Begin SELECTED TEXT

In April 1941, the high command of the SS ordered the murder of ill and exhausted prisoners who could no longer work (especially those deemed racially inferior). Victims were selected by camp personnel or traveling doctors, and were removed from the camps to be murdered in euthanasia centers. By April 1942, when the operation finished, at least 6,000 and as many as 20,000 people had been killed—the first act of systematic killing in the camp system. Beginning in August 1941, selected Soviet prisoners of war were killed within the concentration camps, usually within a few days of their arrival. By mid-1942, when the operation finished, at least 34,000 Soviet prisoners had been murdered. At Auschwitz, the SS used Zyklon B to kill Soviet prisoners in improvised gas chambers.

In 1942, the emphasis of the camps shifted to the war effort; by 1943, two-thirds of prisoners were employed by war industries. The death rate skyrocketed with an estimated half of the 180,000 prisoners admitted between July and November 1942 dying by the end of that interval. Orders to reduce deaths in order to spare inmate productivity had little effect in practice. During the second half of the war, Auschwitz swelled in size—fueled by the deportation of hundreds of thousands of Jews—and became the center of the camp system. It was the deadliest concentration camp and Jews sent there faced a virtual death sentence even if they were not immediately killed, as most were. In August 1943, 74,000 of the 224,000 registered prisoners in all SS concentration camps were in Auschwitz. In 1943 and early 1944, additional concentration camps—Riga in Latvia, Kovno in Lithuania, Vaivara in Estonia, and Kraków-Plaszów in Poland—were converted from ghettos or labor camps; these camps were populated almost entirely by Jewish prisoners. Along with the new main camps, many satellite camps were set up to more effectively leverage prisoner labor for the war effort.

End SELECTED TEXT

DIRECTIVE => Copy the passage on the SS concentration camps from "In April 1941, the" to "improvised gas chambers.", swapping "euthanasia centers" for "killing centers".

Begin DATASET ROWS

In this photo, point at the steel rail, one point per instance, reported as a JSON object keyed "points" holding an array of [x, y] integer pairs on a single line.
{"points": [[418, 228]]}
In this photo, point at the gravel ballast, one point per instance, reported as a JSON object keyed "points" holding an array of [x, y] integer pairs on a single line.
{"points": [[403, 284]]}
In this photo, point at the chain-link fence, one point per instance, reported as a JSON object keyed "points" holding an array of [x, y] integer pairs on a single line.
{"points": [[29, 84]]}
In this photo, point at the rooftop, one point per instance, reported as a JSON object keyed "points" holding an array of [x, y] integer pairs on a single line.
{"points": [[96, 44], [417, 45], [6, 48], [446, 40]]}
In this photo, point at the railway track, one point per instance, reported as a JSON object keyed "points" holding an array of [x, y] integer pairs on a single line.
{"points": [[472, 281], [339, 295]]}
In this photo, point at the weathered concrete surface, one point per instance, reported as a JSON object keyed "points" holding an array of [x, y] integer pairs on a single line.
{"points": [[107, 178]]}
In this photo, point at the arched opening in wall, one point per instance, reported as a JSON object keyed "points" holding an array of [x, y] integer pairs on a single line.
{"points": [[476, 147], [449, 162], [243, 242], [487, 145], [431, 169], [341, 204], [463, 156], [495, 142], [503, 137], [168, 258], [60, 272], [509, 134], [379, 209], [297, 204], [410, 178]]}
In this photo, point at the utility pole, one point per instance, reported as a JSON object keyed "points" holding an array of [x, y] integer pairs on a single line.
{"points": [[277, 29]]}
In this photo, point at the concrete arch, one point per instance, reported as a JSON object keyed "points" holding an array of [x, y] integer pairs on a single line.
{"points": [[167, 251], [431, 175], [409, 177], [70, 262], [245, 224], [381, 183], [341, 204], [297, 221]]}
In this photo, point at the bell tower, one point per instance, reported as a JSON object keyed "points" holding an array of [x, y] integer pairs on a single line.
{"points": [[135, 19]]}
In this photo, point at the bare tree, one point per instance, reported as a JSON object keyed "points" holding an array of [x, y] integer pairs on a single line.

End DATASET ROWS

COMPLETE OUTPUT =>
In April 1941, the high command of the SS ordered the murder of ill and exhausted prisoners who could no longer work (especially those deemed racially inferior). Victims were selected by camp personnel or traveling doctors, and were removed from the camps to be murdered in killing centers. By April 1942, when the operation finished, at least 6,000 and as many as 20,000 people had been killed—the first act of systematic killing in the camp system. Beginning in August 1941, selected Soviet prisoners of war were killed within the concentration camps, usually within a few days of their arrival. By mid-1942, when the operation finished, at least 34,000 Soviet prisoners had been murdered. At Auschwitz, the SS used Zyklon B to kill Soviet prisoners in improvised gas chambers.